* Work task
Count the lines below containing "tight". Number only.

Dataset entries
******************************
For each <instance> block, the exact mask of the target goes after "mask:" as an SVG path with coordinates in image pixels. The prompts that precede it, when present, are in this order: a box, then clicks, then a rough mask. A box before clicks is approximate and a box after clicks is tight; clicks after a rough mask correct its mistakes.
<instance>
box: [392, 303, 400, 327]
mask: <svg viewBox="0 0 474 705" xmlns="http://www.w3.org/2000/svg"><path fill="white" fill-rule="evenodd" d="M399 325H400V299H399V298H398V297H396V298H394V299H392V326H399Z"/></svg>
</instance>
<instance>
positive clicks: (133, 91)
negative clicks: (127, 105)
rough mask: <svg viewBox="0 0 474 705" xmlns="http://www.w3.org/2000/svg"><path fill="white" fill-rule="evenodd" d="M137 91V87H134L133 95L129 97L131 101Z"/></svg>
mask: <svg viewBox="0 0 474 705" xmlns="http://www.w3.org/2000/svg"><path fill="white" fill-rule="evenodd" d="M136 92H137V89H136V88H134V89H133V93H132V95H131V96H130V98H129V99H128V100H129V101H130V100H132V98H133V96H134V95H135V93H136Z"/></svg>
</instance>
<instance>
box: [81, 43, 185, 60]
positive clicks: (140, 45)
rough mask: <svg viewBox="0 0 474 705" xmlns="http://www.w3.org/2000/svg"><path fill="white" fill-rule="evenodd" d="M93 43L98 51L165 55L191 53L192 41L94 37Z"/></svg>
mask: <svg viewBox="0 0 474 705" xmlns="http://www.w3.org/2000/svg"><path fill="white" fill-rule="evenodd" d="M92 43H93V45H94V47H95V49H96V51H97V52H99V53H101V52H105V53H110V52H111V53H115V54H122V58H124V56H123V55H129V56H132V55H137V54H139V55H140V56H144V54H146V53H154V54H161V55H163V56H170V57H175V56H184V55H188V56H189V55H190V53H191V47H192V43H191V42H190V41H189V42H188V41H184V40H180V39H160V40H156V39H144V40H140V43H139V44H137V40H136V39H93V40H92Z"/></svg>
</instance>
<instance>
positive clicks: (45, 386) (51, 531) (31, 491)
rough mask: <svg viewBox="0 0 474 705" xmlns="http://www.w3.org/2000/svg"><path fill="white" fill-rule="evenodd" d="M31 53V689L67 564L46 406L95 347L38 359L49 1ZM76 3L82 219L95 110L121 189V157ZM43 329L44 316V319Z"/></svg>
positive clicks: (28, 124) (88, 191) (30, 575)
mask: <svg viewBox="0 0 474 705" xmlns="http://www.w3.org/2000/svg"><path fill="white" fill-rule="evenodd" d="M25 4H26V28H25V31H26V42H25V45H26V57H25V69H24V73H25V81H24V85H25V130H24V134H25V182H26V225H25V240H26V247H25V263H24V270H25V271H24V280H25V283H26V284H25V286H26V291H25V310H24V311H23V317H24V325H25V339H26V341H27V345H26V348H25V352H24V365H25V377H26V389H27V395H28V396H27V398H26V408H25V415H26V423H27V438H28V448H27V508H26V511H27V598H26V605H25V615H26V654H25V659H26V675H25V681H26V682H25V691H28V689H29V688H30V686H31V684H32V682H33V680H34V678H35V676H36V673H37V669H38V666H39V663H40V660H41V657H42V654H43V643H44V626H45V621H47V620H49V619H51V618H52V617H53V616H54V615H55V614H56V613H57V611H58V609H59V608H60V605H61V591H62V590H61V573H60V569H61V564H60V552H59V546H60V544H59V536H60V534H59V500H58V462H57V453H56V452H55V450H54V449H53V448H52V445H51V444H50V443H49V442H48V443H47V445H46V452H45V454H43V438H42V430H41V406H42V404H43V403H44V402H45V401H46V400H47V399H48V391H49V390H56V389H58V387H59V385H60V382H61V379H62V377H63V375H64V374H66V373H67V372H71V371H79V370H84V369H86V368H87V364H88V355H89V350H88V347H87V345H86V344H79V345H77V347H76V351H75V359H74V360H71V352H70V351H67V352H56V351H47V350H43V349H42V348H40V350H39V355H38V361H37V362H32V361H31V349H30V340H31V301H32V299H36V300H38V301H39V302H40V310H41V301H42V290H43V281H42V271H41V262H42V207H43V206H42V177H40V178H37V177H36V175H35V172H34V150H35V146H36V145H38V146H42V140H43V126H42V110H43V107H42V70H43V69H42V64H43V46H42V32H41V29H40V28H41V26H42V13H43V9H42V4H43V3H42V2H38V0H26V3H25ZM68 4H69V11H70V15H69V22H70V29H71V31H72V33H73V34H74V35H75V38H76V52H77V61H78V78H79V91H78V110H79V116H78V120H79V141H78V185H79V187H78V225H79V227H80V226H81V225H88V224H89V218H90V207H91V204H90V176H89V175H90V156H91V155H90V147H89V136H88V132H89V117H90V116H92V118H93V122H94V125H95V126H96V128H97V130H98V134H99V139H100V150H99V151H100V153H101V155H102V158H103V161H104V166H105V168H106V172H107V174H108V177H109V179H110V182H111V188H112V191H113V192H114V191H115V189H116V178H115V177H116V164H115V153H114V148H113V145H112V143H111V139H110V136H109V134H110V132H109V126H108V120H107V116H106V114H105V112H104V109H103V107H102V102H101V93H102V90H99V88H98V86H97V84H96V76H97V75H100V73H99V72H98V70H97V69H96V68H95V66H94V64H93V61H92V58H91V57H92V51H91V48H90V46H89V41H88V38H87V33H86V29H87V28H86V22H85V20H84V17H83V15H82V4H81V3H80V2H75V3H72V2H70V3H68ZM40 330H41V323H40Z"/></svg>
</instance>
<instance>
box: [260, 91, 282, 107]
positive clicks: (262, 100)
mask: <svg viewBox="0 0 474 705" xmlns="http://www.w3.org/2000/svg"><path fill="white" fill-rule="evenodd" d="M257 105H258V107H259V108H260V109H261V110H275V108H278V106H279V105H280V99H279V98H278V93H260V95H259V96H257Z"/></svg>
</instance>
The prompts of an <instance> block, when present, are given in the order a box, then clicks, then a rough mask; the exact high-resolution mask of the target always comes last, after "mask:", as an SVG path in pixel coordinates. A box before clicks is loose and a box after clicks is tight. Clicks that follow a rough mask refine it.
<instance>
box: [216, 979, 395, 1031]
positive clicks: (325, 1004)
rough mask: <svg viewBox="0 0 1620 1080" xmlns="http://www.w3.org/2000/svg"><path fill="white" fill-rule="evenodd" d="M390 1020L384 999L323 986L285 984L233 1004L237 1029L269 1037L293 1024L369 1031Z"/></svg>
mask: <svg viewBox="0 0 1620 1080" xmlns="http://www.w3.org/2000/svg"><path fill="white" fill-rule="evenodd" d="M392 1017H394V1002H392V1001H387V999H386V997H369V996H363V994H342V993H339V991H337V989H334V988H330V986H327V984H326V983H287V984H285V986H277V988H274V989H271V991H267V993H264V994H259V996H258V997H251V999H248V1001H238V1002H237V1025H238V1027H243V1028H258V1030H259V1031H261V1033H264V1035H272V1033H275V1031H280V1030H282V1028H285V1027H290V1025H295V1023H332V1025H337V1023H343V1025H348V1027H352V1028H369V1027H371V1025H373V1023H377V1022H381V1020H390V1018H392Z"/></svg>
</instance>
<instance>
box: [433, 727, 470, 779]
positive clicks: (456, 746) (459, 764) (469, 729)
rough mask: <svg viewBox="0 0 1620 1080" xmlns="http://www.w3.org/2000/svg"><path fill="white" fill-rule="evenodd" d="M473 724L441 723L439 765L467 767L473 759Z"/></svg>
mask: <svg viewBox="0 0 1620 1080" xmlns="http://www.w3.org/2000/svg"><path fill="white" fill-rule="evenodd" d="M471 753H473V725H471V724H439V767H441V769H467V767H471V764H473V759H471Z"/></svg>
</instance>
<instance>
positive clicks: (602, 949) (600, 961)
******************************
* Task output
2